*What you should do:*
Exactness is required. Restate every entry as written.

(Natural-language object grounding data)
● ● ●

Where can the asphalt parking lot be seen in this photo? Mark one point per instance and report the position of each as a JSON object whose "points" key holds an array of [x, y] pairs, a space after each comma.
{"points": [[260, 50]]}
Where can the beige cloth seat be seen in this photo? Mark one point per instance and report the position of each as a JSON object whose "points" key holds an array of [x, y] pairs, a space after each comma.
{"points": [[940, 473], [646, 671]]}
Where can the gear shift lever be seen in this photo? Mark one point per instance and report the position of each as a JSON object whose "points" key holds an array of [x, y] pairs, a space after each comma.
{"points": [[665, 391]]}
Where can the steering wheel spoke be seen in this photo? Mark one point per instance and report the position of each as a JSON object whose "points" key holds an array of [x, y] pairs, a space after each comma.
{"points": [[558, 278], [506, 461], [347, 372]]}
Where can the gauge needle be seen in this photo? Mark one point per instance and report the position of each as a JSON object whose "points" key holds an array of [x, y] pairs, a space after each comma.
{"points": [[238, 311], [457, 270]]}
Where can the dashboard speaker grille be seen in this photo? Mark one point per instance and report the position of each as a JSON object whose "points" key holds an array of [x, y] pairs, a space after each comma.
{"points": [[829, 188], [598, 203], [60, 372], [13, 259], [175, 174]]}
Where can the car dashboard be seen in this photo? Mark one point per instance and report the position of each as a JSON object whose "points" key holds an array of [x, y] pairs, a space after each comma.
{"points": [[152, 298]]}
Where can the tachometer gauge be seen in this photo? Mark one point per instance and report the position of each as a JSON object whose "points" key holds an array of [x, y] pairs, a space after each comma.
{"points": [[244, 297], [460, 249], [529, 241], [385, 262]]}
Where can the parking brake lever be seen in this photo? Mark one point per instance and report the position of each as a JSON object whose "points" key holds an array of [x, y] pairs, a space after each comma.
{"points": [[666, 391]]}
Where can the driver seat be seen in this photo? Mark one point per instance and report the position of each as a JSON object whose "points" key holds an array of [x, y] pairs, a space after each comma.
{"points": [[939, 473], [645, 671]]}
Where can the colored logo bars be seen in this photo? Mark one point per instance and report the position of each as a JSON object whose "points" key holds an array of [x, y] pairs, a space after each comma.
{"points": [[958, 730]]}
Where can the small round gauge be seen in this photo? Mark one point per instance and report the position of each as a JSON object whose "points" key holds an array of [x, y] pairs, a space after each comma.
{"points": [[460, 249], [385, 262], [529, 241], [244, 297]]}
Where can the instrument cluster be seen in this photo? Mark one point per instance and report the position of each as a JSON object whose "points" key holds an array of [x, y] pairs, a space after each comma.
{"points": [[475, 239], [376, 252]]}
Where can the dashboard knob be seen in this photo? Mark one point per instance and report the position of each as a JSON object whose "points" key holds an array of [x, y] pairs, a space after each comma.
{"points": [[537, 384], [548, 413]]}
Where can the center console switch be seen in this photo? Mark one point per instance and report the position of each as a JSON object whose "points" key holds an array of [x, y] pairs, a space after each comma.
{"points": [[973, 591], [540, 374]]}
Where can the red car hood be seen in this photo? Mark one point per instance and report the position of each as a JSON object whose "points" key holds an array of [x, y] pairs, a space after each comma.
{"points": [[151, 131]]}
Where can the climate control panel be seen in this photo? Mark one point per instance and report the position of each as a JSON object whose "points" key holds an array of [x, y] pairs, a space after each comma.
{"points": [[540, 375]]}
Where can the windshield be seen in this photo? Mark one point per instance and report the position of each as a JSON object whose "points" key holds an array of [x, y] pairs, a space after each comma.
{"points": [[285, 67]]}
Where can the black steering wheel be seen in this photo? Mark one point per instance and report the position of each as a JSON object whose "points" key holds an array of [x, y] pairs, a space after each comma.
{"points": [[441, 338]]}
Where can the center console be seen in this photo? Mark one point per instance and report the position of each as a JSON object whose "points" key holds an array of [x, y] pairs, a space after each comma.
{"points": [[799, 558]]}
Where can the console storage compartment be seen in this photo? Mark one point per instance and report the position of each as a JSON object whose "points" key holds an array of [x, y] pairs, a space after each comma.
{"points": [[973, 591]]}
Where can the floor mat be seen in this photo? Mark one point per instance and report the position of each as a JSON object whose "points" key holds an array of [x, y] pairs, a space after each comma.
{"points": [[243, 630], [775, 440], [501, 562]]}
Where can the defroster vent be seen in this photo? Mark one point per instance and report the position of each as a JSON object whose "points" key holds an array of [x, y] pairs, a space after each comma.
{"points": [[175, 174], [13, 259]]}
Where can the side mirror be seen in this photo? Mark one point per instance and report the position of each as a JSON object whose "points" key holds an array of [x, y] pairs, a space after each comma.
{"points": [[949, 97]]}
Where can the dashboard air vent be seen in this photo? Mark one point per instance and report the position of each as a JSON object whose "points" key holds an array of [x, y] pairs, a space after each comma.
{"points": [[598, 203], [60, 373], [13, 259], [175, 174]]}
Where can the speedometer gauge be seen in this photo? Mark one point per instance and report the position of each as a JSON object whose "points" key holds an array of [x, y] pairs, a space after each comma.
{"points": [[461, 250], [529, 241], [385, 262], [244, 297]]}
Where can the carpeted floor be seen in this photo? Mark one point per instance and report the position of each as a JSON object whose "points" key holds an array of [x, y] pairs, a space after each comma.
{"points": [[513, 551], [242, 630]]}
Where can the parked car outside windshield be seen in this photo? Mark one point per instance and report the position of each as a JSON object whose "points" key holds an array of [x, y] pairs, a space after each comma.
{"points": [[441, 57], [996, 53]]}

● ● ●

*Result below:*
Where can the asphalt parking lot be seen in this photo? Mark one point per instance and report the position of each as a JSON object whose "points" key holds an array of [x, y] pairs, a space after each comma.
{"points": [[260, 50]]}
Where can the beige cloth seat be seen in this photo? Mark one point per instance and report the position of each as a JSON object whose "points" key holds an array of [x, y] pairs, a space after each comma.
{"points": [[940, 473], [646, 671]]}
Where can the gear shift lever be seen in this photo? Mark one point per instance and report the position of each as a JSON object whose "points" key holds an array of [x, y] pairs, a space after each comma.
{"points": [[665, 391]]}
Where can the steering wheel spoke be seen in this photo? Mark one point per instance and report the position of each as a JSON object whose "points" key holds an array of [x, y] pairs, a space after each comma.
{"points": [[558, 278], [506, 461], [347, 372]]}
Where can the gauge needle be seen in this photo? Mark one point per instance and report the position of each as a JSON object whose "points" key holds an array of [x, y] pairs, a space after each comma.
{"points": [[238, 311], [457, 270]]}
Where can the dashboard speaker grille be seen in this photo? Mark one point per instance and report the position of each as a JSON object whose "points" key holds an array of [x, y] pairs, a space after each comma.
{"points": [[829, 188], [598, 203], [60, 372], [13, 259], [175, 174]]}
Where can the car dashboard be seen in this photo? Mark one point per instance and report the position of each as a JSON object whose "points" key holds an array of [x, y] pairs, a space after each comma.
{"points": [[152, 298]]}
Where can the tachometer gauge be seen in this photo? Mark one point per instance and report the position of each as a JSON object whose "points" key holds an array of [x, y] pairs, a space after each comma.
{"points": [[244, 297], [460, 249], [529, 241], [385, 262]]}
Where can the parking brake lever be seen in this photo? Mark one point per instance and report the position of each as a JSON object whose "points" key holds an array of [x, y] pairs, a space after each comma.
{"points": [[666, 391]]}
Where can the driver seat be seen in this photo? Mark one point per instance and report the position of each as a JSON object whose "points" key holds an array of [x, y] pairs, a space after each comma.
{"points": [[939, 473], [645, 671]]}
Where can the colored logo bars be seen in this photo? Mark one point per instance and report the position of each as a JSON object whose "points" key holds an array of [x, y] pairs, a space after each comma.
{"points": [[958, 730]]}
Where can the small round gauge be seen in this photo? Mark one point per instance and report the position of each as a JSON object whose "points" key holds an array of [x, y] pairs, a space after each comma.
{"points": [[460, 249], [385, 262], [529, 241], [244, 297]]}
Where can the instrument cluster be seen in this photo? Mark one point per instance and report the position of each as a JSON object whose "points" key holds an array of [x, y] pairs, a space after each comma.
{"points": [[475, 239], [376, 252]]}
Where can the dashboard knob be seen in this photo? Mark one point per instance and report the position of each as a JSON object whose "points" key holds an array of [x, y] pairs, a space after each comma.
{"points": [[537, 384], [548, 413]]}
Where can the center console switch be seen in this photo? Mark one point per instance and report the position of each as a JSON object whose "points" key holds an array of [x, y] pairs, a space after each comma.
{"points": [[973, 591], [540, 374]]}
Where can the red car hood be seen in this photo? Mark one point per instance and report the position of each as a JSON object whose "points" key holds an array of [x, y] pairs, a space after each comma.
{"points": [[151, 131]]}
Where can the climate control panel be seen in this photo? Mark one point per instance and report the position of each as a JSON object whose "points" key holds an array of [x, y] pairs, a space after each comma.
{"points": [[540, 375]]}
Where can the windshield be seen in this photo? Mark one point per instance and report the position of each as a JSON object whose "points" key holds an array of [x, y] pairs, a space after each comma.
{"points": [[285, 67]]}
Where can the black steering wheel be seen in this photo? Mark one point per instance and report the position of each as a JSON object whose "points" key holds an array of [x, y] pairs, a space after each comma.
{"points": [[441, 338]]}
Where can the center console be seen in this photo? Mark one point per instance and report the position of each as a JSON object whose "points" key holds an array of [x, y] pairs, a space after each comma.
{"points": [[799, 558]]}
Where can the console storage compartment be seen in this photo? Mark one point per instance and report the position of each as a JSON object whose "points" key holds an array of [x, y] pairs, a space after each comma.
{"points": [[973, 591]]}
Where can the floor mat be seen in this photo? Mark one point per instance and report the position of each as a JSON object whose "points" key holds an array of [x, y] pairs, a space after each comma.
{"points": [[243, 630], [775, 440], [501, 562]]}
Where can the defroster vent be seen in this photo? Mark one point per instance and report the position of each as a JSON object whose "points" key holds an array of [x, y] pairs, a space after each comma.
{"points": [[175, 174], [13, 259]]}
Where can the side mirror be seen in this photo? Mark one point per instance and report the position of each as a JSON object whose "points" key holds an array of [x, y] pairs, a space after each comma.
{"points": [[949, 97]]}
Where can the dashboard air vent be seen in this photo? Mark one point per instance and report the position of each as a JSON object whose "points" key holds an array of [x, y] pairs, a space after each comma.
{"points": [[598, 203], [60, 373], [13, 259], [175, 174]]}
Where can the speedometer gauge be seen in this photo? Mark one point per instance and report the position of each as a JSON object whose "points" key holds an array of [x, y] pairs, a space after each comma.
{"points": [[461, 250], [529, 241], [385, 262], [244, 297]]}
Where can the carpeted floor be seen in this photo? Mark one point per instance and report the position of each as a JSON object whose "points" key holds an array of [x, y] pairs, a space after each comma.
{"points": [[513, 551], [242, 630]]}
Where can the parked car outside windshield be seen in this photo? Mark one point per instance and report the position of each as a JSON object whose "points" key holds an array of [x, y] pairs, a space after each comma.
{"points": [[441, 57], [996, 53]]}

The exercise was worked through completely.